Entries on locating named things
►

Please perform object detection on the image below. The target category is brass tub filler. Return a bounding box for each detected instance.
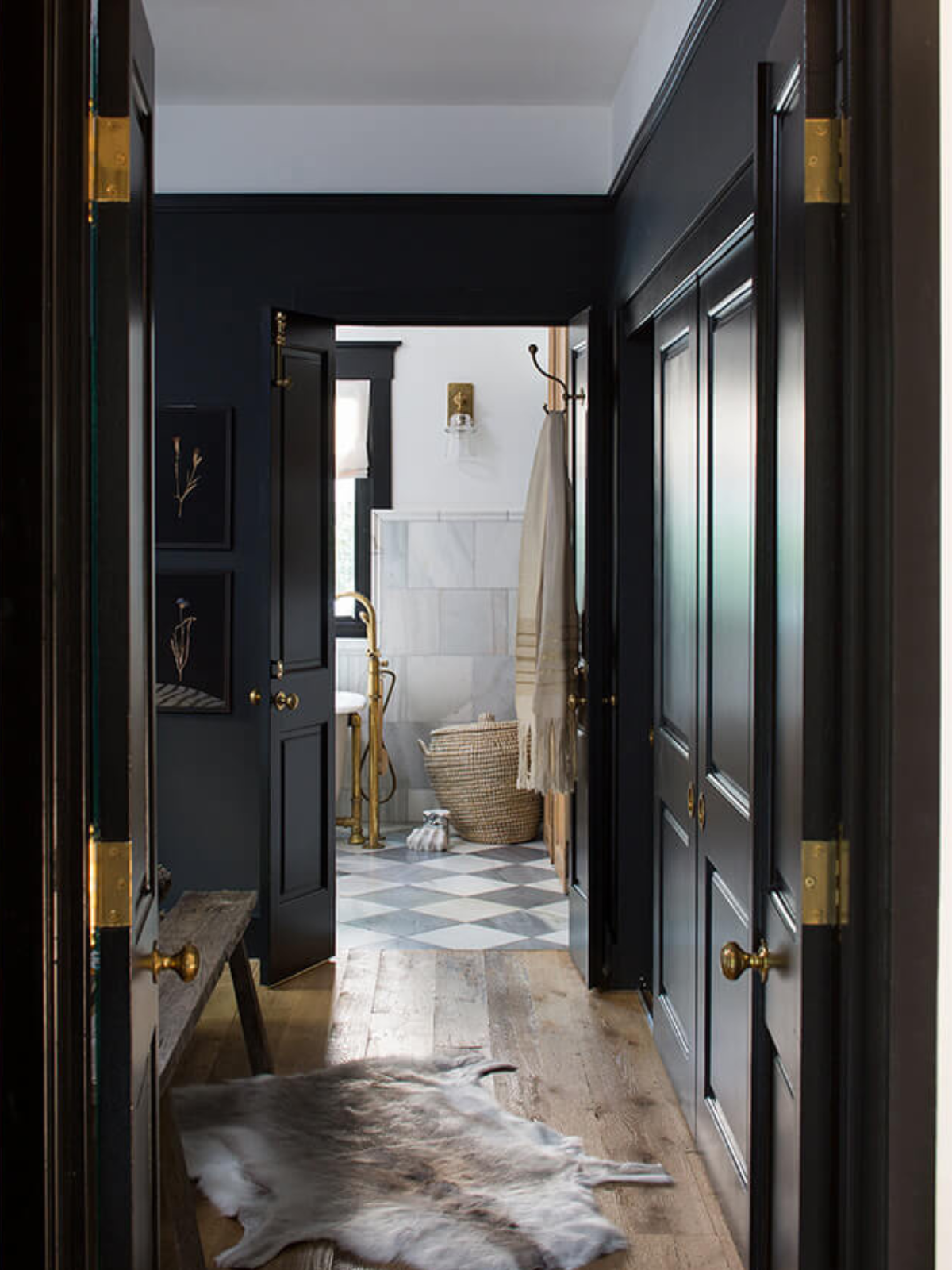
[336,591,397,849]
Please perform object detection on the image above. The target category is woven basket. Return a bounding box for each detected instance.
[419,715,542,842]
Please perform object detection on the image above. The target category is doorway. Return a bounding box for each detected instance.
[336,325,569,951]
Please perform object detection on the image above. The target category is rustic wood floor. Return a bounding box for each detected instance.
[163,949,741,1270]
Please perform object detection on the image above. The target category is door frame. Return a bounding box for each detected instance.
[617,0,941,1270]
[0,0,95,1270]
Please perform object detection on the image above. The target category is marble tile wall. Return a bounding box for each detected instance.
[338,510,522,824]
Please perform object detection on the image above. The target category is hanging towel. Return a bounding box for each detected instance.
[516,410,578,794]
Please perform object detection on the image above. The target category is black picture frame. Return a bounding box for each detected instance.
[155,570,232,714]
[155,405,233,551]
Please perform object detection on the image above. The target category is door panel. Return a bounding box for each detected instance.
[263,313,335,983]
[697,235,757,1256]
[90,0,159,1270]
[654,287,698,1132]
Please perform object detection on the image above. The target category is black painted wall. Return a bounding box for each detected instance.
[155,0,782,987]
[155,195,612,919]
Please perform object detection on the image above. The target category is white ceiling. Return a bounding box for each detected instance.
[146,0,651,106]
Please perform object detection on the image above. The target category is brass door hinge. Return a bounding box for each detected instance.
[89,106,129,208]
[801,833,849,926]
[89,830,132,929]
[804,118,849,203]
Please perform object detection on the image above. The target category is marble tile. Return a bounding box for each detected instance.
[478,910,552,938]
[416,874,510,904]
[383,719,429,789]
[406,782,438,824]
[376,521,408,595]
[379,589,440,656]
[420,926,523,951]
[374,879,446,912]
[419,895,512,922]
[338,922,401,952]
[362,908,447,935]
[406,521,474,589]
[532,899,569,929]
[474,521,522,587]
[338,895,395,922]
[411,851,506,881]
[440,588,497,656]
[472,656,516,720]
[479,889,563,908]
[404,656,474,725]
[338,874,392,899]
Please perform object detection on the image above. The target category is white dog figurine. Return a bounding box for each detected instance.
[406,806,449,851]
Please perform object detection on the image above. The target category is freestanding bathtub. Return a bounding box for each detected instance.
[334,692,367,802]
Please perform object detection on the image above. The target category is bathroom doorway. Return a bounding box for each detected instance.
[335,325,584,952]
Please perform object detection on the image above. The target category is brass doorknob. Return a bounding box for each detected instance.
[721,940,783,983]
[144,944,202,983]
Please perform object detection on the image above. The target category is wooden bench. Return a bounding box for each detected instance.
[159,891,274,1270]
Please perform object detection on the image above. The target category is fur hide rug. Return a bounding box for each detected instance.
[174,1052,671,1270]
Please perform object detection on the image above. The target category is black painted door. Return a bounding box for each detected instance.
[696,233,757,1260]
[90,0,159,1270]
[260,313,335,983]
[654,231,757,1256]
[652,286,698,1133]
[567,310,613,987]
[751,0,842,1270]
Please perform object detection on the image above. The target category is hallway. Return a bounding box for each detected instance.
[163,949,740,1270]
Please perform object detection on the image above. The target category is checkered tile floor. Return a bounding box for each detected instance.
[338,828,569,951]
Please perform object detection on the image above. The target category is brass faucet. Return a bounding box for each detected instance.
[335,591,389,847]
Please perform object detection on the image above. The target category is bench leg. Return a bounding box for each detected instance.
[228,940,274,1076]
[159,1092,205,1270]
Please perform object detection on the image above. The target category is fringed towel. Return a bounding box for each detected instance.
[516,410,578,794]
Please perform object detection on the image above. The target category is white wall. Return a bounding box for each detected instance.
[935,2,952,1266]
[611,0,698,176]
[155,104,612,194]
[338,326,548,512]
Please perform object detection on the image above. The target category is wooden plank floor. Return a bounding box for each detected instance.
[163,949,741,1270]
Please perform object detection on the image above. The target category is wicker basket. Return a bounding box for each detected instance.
[420,715,542,842]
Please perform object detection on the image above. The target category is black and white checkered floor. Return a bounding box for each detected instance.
[338,828,569,951]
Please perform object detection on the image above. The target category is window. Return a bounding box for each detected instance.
[335,341,400,637]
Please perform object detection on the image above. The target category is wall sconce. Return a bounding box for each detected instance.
[446,383,476,459]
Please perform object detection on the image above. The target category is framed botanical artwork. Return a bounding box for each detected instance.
[155,405,232,551]
[155,572,231,714]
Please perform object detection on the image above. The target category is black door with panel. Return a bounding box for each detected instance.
[90,0,159,1270]
[566,309,614,987]
[265,311,335,983]
[696,235,757,1256]
[652,286,698,1133]
[654,233,757,1251]
[751,0,843,1270]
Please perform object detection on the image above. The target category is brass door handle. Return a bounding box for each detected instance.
[144,944,202,983]
[721,940,783,983]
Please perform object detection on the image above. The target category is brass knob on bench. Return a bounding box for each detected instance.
[144,944,202,983]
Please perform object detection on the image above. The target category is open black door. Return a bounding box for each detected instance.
[567,310,614,987]
[260,311,335,983]
[751,0,846,1270]
[90,0,159,1270]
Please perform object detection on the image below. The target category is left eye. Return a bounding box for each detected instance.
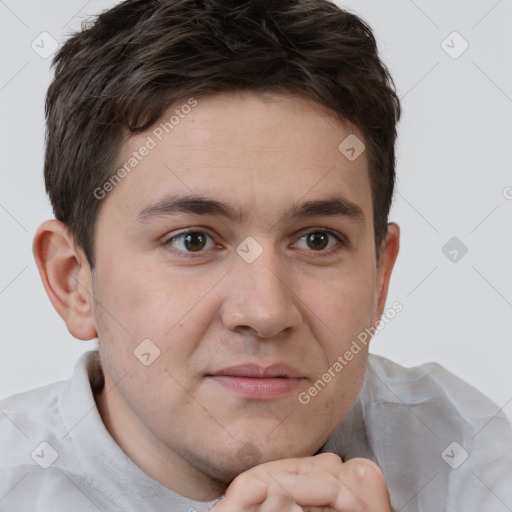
[167,231,214,252]
[296,230,341,251]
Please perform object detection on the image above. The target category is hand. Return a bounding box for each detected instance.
[211,453,391,512]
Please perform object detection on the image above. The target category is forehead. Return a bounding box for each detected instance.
[100,93,371,224]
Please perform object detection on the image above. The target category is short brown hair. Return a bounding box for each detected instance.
[44,0,400,265]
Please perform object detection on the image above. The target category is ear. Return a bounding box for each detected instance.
[372,222,400,326]
[32,220,98,340]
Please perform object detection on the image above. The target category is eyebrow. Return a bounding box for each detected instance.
[137,195,365,224]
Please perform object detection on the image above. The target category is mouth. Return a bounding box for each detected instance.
[207,364,305,400]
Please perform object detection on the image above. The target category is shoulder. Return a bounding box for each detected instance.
[360,355,512,511]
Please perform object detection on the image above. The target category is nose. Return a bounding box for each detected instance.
[221,248,302,338]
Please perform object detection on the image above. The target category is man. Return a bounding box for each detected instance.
[0,0,512,512]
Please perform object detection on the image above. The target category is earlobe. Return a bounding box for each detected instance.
[32,220,97,340]
[372,222,400,325]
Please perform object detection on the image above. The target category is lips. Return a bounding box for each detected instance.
[208,364,304,400]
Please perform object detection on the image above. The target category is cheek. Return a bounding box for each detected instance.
[96,259,222,344]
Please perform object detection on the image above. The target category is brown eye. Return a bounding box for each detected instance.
[306,231,330,251]
[183,231,206,252]
[294,229,349,255]
[166,231,215,253]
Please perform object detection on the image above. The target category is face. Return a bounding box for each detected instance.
[88,93,396,495]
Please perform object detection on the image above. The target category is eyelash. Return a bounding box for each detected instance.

◄

The exercise: Return every line of the entries above unchanged, omitting the pictures.

Worked solution:
Please perform object detection on the image below. The target category is brass tub filler. Return a bounding box for each detected instance.
[336,591,397,849]
Please perform object detection on the image above. The target category is woven basket. Return a bounding box for each detected instance.
[419,715,542,842]
Please perform object detection on the image above. The target category is doorway. Return a bounding box for each detected instance.
[336,325,569,951]
Please perform object detection on the image above. The target category is rustic wood floor. Return a bounding box for each detected instance.
[163,949,741,1270]
Please perform object detection on the image above. The target category is door frame. Return a bounding box for each detected instance.
[617,0,941,1270]
[0,0,95,1270]
Please perform object detection on the image above. The target category is marble tile wall. Return a bounding box for each detected instance.
[338,510,522,824]
Please perform object detection on the image above. The target category is hanging towel. Return a bounding box for each detected instance.
[516,410,578,794]
Please perform object detection on the image above. The target category is black picture frame. Return a bounding box for each detected instance.
[155,570,232,714]
[155,405,233,551]
Please perform object detection on the image above. The target category is door panel. Return a bounding box for each detected instance.
[263,313,335,983]
[697,235,757,1256]
[90,0,159,1270]
[654,287,698,1132]
Please perform object detection on the image above. The target category is black painted wall. Return a bounding box for each detected instance.
[155,0,782,987]
[155,195,612,919]
Please perform object detection on the image above. The target category is white ceiling. Return a bounding box for each detected instance.
[146,0,651,106]
Please perform object detection on the image above. The target category is brass door hinge. Return a bounding box for each detected instance.
[89,106,129,208]
[801,833,849,926]
[89,830,132,929]
[804,118,849,203]
Please perform object detection on the image above. The target category is marble tile. Return a bounding box for each detected instance.
[478,910,552,938]
[416,874,510,904]
[383,719,429,789]
[406,782,438,824]
[376,521,408,595]
[379,589,440,656]
[420,926,523,951]
[374,879,446,912]
[419,895,512,922]
[338,922,401,952]
[362,908,447,935]
[406,521,474,589]
[532,899,569,929]
[474,521,522,587]
[338,895,395,922]
[411,851,506,881]
[440,588,497,656]
[472,656,516,720]
[479,889,563,908]
[404,656,474,725]
[338,874,392,899]
Please perform object detection on the image above. The target category is white dog figurine. Return a bounding box for each detected instance.
[406,806,449,851]
Please perform object detection on the image above. The target category is freestanding bathtub. Return a bounding box for each detected instance.
[334,692,367,802]
Please perform object detection on the image above. The target category is bathroom doorway. Return a bounding box for each detected instance.
[335,325,584,952]
Please perform object detection on the image above. The target category is brass doorknob. Return a bounding box for each detected instance.
[721,940,783,983]
[144,944,202,983]
Please perform object detection on the image above. The target category is wooden bench. Return a bounding box for each detected instance.
[159,891,274,1270]
Please perform object detection on the image above. The target category is fur hide rug. Return a bounding box for each detected instance.
[174,1052,671,1270]
Please perform object detection on the image above. The target category is black painted door. Return a bounding box for each detected instance.
[696,233,757,1260]
[90,0,159,1270]
[260,313,335,983]
[654,231,757,1256]
[652,286,698,1133]
[567,310,613,987]
[751,0,842,1270]
Please perform object detection on the image above. The target category is hallway. Return a bounding box for each detected instance.
[163,949,740,1270]
Please perform object detection on the image above. The target category is checkered tile floor. Return a bounding box for each detected instance.
[338,828,569,951]
Please perform object detection on the image above. The target category is brass faucet. Return a bounding box for each detected instance.
[335,591,389,847]
Please perform object detection on the image above. The target category is bench leg. Return a bounding box for each detected instance.
[228,940,274,1076]
[159,1092,205,1270]
Please perform object detection on the image above. The target category is fringed towel. Return a bounding box for each detected instance.
[516,410,578,794]
Please perform object detection on the image above. The target category is white wall. Return a bounding box for each detected instance.
[935,2,952,1266]
[611,0,698,176]
[155,104,612,194]
[338,326,548,512]
Please perform object detection on the image above. The target category is wooden plank floor. Return a bounding box for each detected instance.
[163,949,741,1270]
Please perform object detection on the image above. The target category is wicker basket. Return a bounding box for each detected instance.
[420,715,542,842]
Please perform object detection on the image above. The target category is black and white checkered floor. Return a bounding box for each detected instance.
[338,828,569,951]
Please perform object detection on the image above. The target category is window. Return a bounding box for each detected instance.
[335,341,400,637]
Please perform object detection on the image above. The target category is wall sconce. Return a bounding box for each detected instance.
[446,383,476,459]
Please perform object detection on the image above. The target category is framed botanical artwork. Return a bounding box for each detected instance.
[155,405,232,551]
[155,572,231,714]
Please perform object detection on the image above. The target category is black door with panel. Return a bounding box for each detected instance.
[90,0,159,1270]
[566,309,614,987]
[265,311,335,983]
[696,235,757,1256]
[652,286,698,1133]
[654,233,757,1251]
[751,0,843,1270]
Please perform object detection on the image above. The target category is brass door handle. Return a bounding box for each detected instance.
[144,944,202,983]
[721,940,783,983]
Please perform object detection on the image above. The target category is brass knob on bench. Return a bounding box for each detected instance.
[144,944,202,983]
Please perform object detection on the image above. The target category is open black door. Return a bounding box for each detected instance.
[567,310,614,987]
[260,311,335,983]
[751,0,846,1270]
[90,0,159,1270]
Please perform object detection on the image below. The target category is left eye. Return a bounding box for each detected instance.
[167,231,214,252]
[296,230,341,251]
Please perform object detection on the image above. The target category is hand. Return a bounding box for each detected instance.
[211,453,391,512]
Please perform object detection on the image above. The target category is forehead. Return a bounding box for each detected instance.
[100,93,371,224]
Please perform object detection on the image above. The target category is short brown hair. Return a bounding box for each detected instance.
[44,0,400,265]
Please perform object detection on the image above. The target category is ear. Return a bounding box for each detected instance.
[372,222,400,326]
[32,220,98,340]
Please perform object detection on the image above. The target category is eyebrow. Return a bounding box for each detected instance.
[137,195,365,224]
Please perform object detection on the image above. The target category is mouth. Return a bounding box for each detected instance.
[207,364,305,400]
Please perform object detection on the image above. The target category is shoulder. Return a bounding box for each detected instance.
[360,355,512,511]
Please perform object detection on the image above. The target category is nose. Return a bounding box for each detected instance.
[221,248,302,338]
Please perform object detection on the image above. The target category is man. Return a bounding box for each detected instance.
[0,0,512,512]
Please perform object detection on the image above. The target category is earlobe. Return a bounding box for each detected instance.
[32,220,97,340]
[372,222,400,325]
Please perform object detection on the image above. The target category is lips. Return a bounding box for each detected instance.
[208,364,304,400]
Please perform object detection on the image above. The target category is cheek. Return a bounding box for each detected instance.
[96,259,222,344]
Please perform object detection on the image above. The target category is brown eye. Return a bounding box for each detected instance.
[306,231,330,251]
[183,231,206,252]
[294,229,349,255]
[166,231,215,253]
Please perform object detection on the image above. The target category is face. Return a bounding box for each detected instance.
[88,93,396,495]
Please perform object detection on the image above. The target category is eyelash. Return a bounding box for each detected instance.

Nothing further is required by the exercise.